▸ Excerpts from point annotation data:
[Begin]
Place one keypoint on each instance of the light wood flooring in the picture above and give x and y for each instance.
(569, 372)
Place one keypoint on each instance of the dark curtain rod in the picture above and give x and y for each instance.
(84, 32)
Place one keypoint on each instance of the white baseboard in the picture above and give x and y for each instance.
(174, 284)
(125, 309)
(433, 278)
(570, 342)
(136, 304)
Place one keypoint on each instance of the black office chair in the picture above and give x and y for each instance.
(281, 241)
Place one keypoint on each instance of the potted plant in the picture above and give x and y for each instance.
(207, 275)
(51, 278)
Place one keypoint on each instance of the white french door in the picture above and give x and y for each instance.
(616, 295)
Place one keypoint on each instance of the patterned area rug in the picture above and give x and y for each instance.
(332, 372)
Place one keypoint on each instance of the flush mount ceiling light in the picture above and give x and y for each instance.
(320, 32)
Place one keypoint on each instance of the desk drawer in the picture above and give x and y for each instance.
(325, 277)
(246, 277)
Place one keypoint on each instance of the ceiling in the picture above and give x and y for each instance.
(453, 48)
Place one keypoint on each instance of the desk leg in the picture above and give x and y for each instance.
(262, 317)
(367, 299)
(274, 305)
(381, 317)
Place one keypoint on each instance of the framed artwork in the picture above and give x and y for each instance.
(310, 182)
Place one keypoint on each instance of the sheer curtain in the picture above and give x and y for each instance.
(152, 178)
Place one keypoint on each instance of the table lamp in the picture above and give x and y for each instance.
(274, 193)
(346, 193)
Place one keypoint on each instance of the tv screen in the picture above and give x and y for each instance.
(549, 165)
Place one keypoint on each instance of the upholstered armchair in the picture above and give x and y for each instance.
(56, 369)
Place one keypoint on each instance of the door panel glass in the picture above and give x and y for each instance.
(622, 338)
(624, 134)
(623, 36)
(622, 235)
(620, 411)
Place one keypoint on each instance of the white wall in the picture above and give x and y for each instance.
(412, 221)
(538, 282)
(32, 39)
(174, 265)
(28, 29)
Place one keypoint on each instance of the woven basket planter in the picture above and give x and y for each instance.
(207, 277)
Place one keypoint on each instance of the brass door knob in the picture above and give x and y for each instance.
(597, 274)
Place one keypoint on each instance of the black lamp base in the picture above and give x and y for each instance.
[End]
▸ The problem: Produce an exact copy of all the records.

▸ Solution below:
Place one keypoint on each instance of the light wood flooring in the picture above and give x and y for each instance.
(569, 372)
Place one keypoint on each instance of the dark curtain rod in the picture above and give x and y for each instance.
(84, 32)
Place one keypoint on each instance of the white baseboard in the picture above and give x and y for each instance.
(174, 284)
(125, 309)
(433, 278)
(570, 342)
(136, 304)
Place one keypoint on each instance of the black office chair in the picture above and give x and y for each instance.
(281, 241)
Place one keypoint on each instance of the potted plant in the picture above and give x and y for each instance.
(207, 275)
(51, 278)
Place one keypoint on each instance of the white french door in the picture above and give x and y for each instance.
(616, 295)
Place one keypoint on each instance of the patterned area rug in the picture above and give x and y for each instance.
(332, 372)
Place one keypoint on each instance of the flush mount ceiling light in the picture above and give x and y for each instance.
(320, 32)
Place one keypoint on each instance of the desk drawer in the picture above and give x and y for each instance.
(325, 277)
(246, 277)
Place one keypoint on each instance of the ceiling in the picture above and give x and y for each instance.
(453, 48)
Place one keypoint on each instance of the desk leg in the picture above and give x and y for each instance.
(262, 317)
(367, 299)
(274, 305)
(381, 317)
Place one keypoint on each instance of the framed artwork in the picture above and give x and y for each instance.
(310, 182)
Place one keypoint on each instance of the sheer curtain in the picture above and give x and y for each instance.
(152, 178)
Place one keypoint on each instance of the table lamp in the picture above and give x and y for each instance.
(274, 193)
(346, 193)
Place one keypoint on each instance of the tv screen in the picture above and give x and y for each instance.
(549, 165)
Place one keypoint on each instance of the upholstered armchair in the picture above and give x and y for each instance.
(56, 369)
Place one keypoint on each instance of the door panel glass in the picture above and give x and y for each instance.
(622, 338)
(624, 134)
(623, 36)
(622, 235)
(620, 411)
Place one keypoint on each instance of the white wall in the picture above and give x and y for each instance.
(412, 221)
(538, 282)
(32, 39)
(174, 265)
(28, 29)
Place one keypoint on each instance of the woven basket planter in the picture above and give x and y for each instance.
(207, 277)
Place one keypoint on each instance of the brass door knob in the picture above and give x and y for each instance.
(597, 274)
Place one keypoint on each instance of the black lamp base in the picture above and give x and y for each instance.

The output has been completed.